▶ **Texto de lectura**:
·····
DÍA 10 DE JULIO
Corría el año 162 de la era cristiana. Imperaba en Roma Marco Aurelio, hijo adoptivo del viejo emperador Antonino Pío. Este príncipe, que se las echaba de filósofo, era sumamente supersticioso respecto de los dioses del paganismo, y, a pesar de la segunda apología de San Justino en favor de los cristianos, inició una nueva era de persecución en la que los hijos de Santa Felicidad y esta misma heroica madre, fueron de las primeras víctimas sacrificadas por la fe.
UNA MADRE ADMIRABLE
Pertenecía Santa Felicidad a
una de las más ilustres familias romanas, quizá a la patricia Claudia. Del que
fue su marido no nos quedan otros datos que los referentes a su muerte,
acaecida en el año 160, aunque parece muy verosímil que fuera también
cristiano, ya que permitió a su esposa el libre ejercicio de la religión a más
de consentir en que se criasen en la fe y santo temor de Dios los siete hijos
que el Cielo les había dado. Fueron éstos: Jenaro, Félix, Felipe, Silvano,
Alejandro, Vidal y Marcial; modelo, cada uno de ellos, de cristianas y heroicas
virtudes en su corta vida y en la difícil prueba del martirio.
·····
▶ **Extractos de conjuntos de datos con cuadros delimitadores**:

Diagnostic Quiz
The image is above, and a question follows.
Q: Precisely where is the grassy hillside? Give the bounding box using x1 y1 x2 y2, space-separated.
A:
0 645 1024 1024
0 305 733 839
·····
▶ **Enunciado**:
Determine si cada afirmación concuerda con el texto sobre Santa Felicidad; responda sí o no y cite literalmente las palabras del texto que lo deciden.
1. El marido de Santa Felicidad murió en el año 160.
2. Marco Aurelio era hijo natural de Antonino Pío.
3. Santa Felicidad tuvo cinco hijos.

▶ **Solución**:
1. Sí: «acaecida en el año 160».
2. No: «hijo adoptivo del viejo emperador Antonino Pío».
3. No: «los siete hijos».